-- EXCERPTED DATA start --

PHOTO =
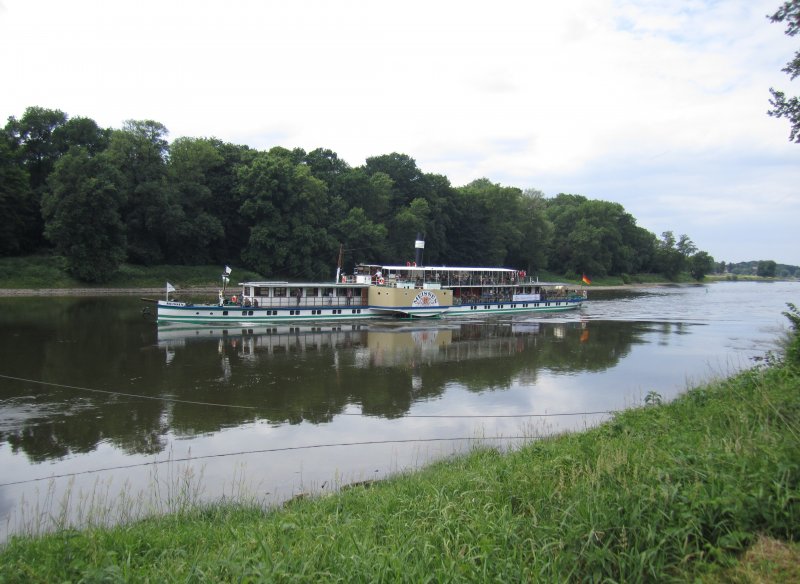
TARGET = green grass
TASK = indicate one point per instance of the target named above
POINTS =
(673, 492)
(45, 271)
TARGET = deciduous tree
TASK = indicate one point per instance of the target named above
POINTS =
(81, 209)
(782, 106)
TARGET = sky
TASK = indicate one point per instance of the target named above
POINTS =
(659, 105)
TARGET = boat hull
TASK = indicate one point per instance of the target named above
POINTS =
(233, 314)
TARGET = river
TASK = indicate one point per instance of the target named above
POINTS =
(105, 416)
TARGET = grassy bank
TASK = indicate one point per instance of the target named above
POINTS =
(673, 492)
(45, 271)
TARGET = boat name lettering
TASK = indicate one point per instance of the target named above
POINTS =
(425, 298)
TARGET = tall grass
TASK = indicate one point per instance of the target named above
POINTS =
(657, 494)
(663, 492)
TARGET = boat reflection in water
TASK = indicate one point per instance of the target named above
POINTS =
(368, 345)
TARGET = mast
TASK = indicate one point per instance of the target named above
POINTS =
(339, 263)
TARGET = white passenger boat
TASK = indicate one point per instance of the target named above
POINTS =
(376, 291)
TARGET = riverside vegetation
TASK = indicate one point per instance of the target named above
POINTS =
(706, 487)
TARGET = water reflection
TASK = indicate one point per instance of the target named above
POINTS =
(132, 387)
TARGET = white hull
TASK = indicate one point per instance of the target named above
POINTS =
(396, 291)
(233, 314)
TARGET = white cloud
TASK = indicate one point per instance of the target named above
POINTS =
(618, 99)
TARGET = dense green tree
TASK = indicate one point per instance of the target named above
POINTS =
(537, 233)
(290, 215)
(668, 259)
(489, 223)
(783, 107)
(31, 139)
(81, 132)
(370, 192)
(700, 264)
(82, 215)
(408, 181)
(362, 239)
(16, 203)
(139, 150)
(595, 237)
(196, 231)
(32, 145)
(766, 269)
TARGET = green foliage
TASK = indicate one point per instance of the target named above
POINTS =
(82, 215)
(596, 237)
(16, 204)
(285, 212)
(139, 153)
(792, 353)
(700, 264)
(290, 211)
(783, 107)
(766, 269)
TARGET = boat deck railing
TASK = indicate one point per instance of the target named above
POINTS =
(302, 302)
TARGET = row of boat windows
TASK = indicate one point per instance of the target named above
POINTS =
(358, 310)
(291, 312)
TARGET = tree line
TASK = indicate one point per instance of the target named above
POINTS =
(102, 196)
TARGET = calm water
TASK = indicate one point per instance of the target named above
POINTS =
(93, 393)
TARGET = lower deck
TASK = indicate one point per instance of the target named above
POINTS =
(237, 313)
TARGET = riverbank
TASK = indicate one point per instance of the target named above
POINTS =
(675, 492)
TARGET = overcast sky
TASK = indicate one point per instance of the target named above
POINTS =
(659, 105)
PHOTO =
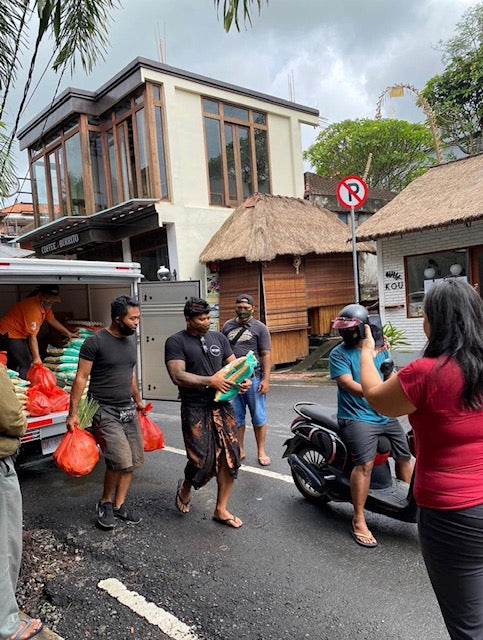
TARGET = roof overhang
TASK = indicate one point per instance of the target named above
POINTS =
(404, 231)
(72, 234)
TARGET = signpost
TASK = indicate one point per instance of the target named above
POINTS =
(351, 192)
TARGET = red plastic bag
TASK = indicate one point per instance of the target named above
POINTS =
(153, 438)
(38, 403)
(77, 453)
(59, 400)
(42, 377)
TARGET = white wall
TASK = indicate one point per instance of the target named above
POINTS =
(192, 221)
(391, 253)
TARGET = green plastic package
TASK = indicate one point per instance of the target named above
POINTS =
(237, 371)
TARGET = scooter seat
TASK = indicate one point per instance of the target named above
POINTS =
(317, 414)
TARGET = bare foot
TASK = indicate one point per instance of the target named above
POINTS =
(28, 628)
(362, 535)
(228, 519)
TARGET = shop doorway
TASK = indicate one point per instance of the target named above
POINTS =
(476, 274)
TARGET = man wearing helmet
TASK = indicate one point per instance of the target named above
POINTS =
(361, 425)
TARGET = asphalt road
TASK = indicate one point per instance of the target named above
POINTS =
(291, 572)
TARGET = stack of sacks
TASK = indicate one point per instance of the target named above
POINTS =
(63, 361)
(20, 386)
(44, 396)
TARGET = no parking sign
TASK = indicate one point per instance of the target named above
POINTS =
(351, 192)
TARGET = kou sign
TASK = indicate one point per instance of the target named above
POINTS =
(351, 192)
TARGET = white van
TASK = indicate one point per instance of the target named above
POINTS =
(86, 290)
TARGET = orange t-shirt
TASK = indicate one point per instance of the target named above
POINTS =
(25, 318)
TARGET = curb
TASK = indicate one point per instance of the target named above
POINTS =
(45, 634)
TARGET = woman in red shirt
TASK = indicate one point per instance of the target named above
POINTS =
(442, 393)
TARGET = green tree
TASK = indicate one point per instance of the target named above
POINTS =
(401, 151)
(232, 9)
(456, 95)
(78, 31)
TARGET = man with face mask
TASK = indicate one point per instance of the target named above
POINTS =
(245, 333)
(20, 325)
(194, 358)
(109, 358)
(360, 424)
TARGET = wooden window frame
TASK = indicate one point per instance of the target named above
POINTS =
(236, 123)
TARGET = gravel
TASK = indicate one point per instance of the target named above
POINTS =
(44, 557)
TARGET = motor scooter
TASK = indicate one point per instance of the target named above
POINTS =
(321, 465)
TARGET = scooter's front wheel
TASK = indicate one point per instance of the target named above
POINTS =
(315, 460)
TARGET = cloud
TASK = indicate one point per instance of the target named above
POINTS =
(341, 55)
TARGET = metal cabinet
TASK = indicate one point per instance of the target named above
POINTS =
(162, 306)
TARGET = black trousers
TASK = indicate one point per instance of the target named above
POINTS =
(19, 357)
(452, 546)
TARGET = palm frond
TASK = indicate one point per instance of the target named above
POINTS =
(80, 28)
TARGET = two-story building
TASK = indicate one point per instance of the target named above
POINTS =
(150, 165)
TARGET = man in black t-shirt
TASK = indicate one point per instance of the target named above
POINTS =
(109, 358)
(194, 359)
(245, 333)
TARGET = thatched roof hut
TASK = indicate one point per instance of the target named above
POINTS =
(267, 226)
(294, 258)
(446, 194)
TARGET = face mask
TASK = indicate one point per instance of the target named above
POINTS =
(243, 314)
(124, 329)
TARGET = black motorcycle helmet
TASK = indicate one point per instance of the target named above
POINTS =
(350, 323)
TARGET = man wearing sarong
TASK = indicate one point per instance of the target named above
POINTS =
(194, 358)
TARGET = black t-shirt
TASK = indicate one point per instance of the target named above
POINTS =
(113, 360)
(184, 346)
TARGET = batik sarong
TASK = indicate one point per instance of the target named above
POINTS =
(210, 434)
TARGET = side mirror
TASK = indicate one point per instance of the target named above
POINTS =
(387, 367)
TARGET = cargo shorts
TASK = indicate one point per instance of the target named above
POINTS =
(118, 434)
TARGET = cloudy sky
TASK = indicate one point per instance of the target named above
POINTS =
(341, 55)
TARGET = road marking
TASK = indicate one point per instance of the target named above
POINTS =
(261, 472)
(169, 624)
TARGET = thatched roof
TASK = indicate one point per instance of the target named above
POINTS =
(265, 226)
(446, 194)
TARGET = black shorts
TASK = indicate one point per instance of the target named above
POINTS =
(361, 439)
(120, 440)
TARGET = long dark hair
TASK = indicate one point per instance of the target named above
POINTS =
(455, 315)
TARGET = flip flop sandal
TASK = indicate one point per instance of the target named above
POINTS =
(363, 539)
(186, 503)
(25, 625)
(228, 521)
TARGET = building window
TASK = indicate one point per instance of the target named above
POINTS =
(237, 152)
(57, 174)
(89, 163)
(74, 175)
(424, 270)
(39, 191)
(97, 168)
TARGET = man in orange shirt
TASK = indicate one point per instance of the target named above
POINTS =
(19, 328)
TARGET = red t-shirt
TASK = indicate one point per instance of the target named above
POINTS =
(449, 439)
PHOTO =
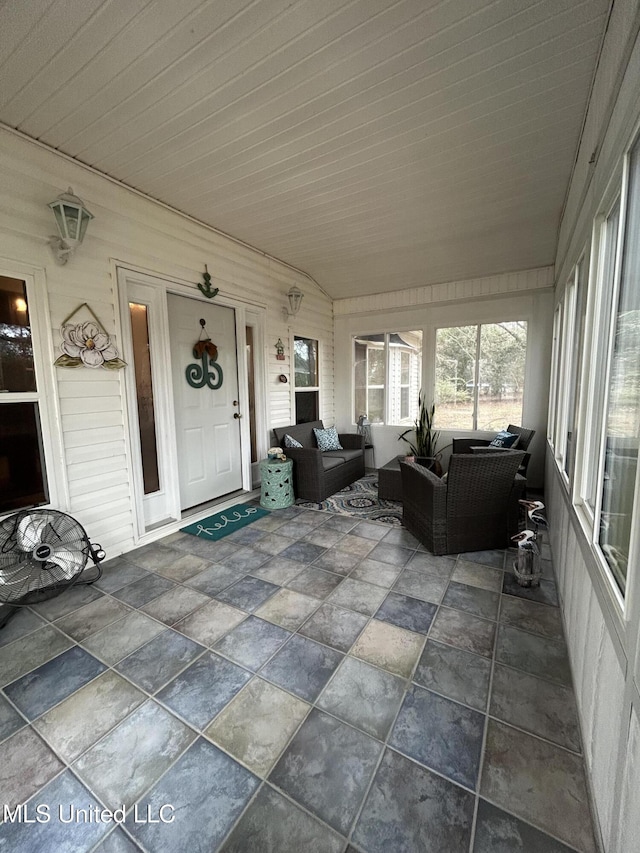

-- EXCERPTED DATA end --

How many lines in the material above contain the string "boat"? Reply with the number alone.

6